Task directions: Copy all the lines below without altering anything.

Supplied data:

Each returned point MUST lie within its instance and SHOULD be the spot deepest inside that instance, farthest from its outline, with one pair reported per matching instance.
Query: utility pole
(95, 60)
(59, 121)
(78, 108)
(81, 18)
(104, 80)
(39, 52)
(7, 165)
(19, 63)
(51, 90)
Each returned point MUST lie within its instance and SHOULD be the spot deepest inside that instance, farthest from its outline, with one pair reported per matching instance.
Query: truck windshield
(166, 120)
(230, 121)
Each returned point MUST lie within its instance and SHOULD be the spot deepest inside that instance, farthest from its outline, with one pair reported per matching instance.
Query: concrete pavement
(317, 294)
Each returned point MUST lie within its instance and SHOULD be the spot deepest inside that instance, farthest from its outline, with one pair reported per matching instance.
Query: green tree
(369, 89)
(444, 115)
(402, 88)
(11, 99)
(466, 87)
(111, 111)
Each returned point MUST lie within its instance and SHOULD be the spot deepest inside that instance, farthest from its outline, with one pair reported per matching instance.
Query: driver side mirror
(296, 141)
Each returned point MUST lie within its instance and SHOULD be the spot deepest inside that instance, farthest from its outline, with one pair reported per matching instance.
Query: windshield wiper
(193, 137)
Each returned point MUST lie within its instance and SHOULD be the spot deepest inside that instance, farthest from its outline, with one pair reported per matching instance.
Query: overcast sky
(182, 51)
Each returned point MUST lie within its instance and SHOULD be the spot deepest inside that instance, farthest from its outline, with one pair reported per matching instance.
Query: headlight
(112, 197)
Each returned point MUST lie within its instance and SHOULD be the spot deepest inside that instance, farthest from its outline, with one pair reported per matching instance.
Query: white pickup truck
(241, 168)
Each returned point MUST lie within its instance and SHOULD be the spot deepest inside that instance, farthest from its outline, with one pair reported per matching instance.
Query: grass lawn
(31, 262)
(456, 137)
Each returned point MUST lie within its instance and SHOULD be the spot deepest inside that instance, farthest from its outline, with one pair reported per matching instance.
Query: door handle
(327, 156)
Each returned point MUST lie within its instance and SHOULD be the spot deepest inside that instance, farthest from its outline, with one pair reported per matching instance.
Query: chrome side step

Answer to the exercise:
Each returned point MUST lie within its instance and SHOULD be the spot deepest inside that instance, farthest from its outline, with one pair reported per matching instance.
Query: utility pole
(95, 60)
(59, 121)
(78, 108)
(81, 18)
(104, 80)
(39, 52)
(7, 165)
(19, 63)
(51, 90)
Each returned point MUST lie within its instance and SHOULD be the spot deepest inside that instance, farthest from its outline, with one pair reported per matching instance.
Query: truck windshield
(166, 120)
(230, 121)
Each returned point MUST lie within its instance and SHOULD be the spot deepest inside that instance, farthest from its outline, with one pair reported per matching instance.
Query: concrete pavement
(317, 294)
Each returned point MUST lie within its instance and SHOULD be the spot deepest inside that instance, farthest from its outline, with one pair reported per matching instance.
Query: green tree
(369, 89)
(444, 115)
(402, 88)
(11, 99)
(466, 87)
(111, 111)
Each returned point MUST lie within its instance and SHOULD be the spot deepest inside that instance, farthest from its outline, with one pair reported per matching instance.
Query: driver side mirror
(296, 141)
Each returned point MUST lie within its instance and SHOULD be the spot deepest inside that instance, farthest from its outline, with one pair reported per matching instance.
Query: windshield wiper
(193, 137)
Each returned point MUST lie within its instance and SHOULD be the spot deepest inside that instance, farthest from its outline, with one pair reported per matching instance.
Query: overcast sky
(182, 51)
Each returned point MUST lie within its instance and SHOULD be the spot deepest inside that instance, farthest from its outline, with one pair reported per matching instance.
Query: headlight
(112, 197)
Each returned point MUST lie within its instance and SHOULD be the spot deepest inside that instance, farthest from its outline, with one pair reported per matching instance.
Query: white pickup truck
(241, 168)
Each returned point MUST lie within its instance and SHOULD be the spot deepest inside that instance, farthest from its outline, with one pair reported per matching instance.
Query: grass lawn
(31, 262)
(456, 137)
Each returned point MUST lie within its instance and SHOULD be the spot deepest inside that instance, farthest from its outline, with one pair reported per matching instance.
Query: door handle
(327, 156)
Each returned point MUST lie within its instance and SHOULD be the spot deepest inside that instance, farthest from its outline, with one pair reported per matching instance.
Query: chrome side step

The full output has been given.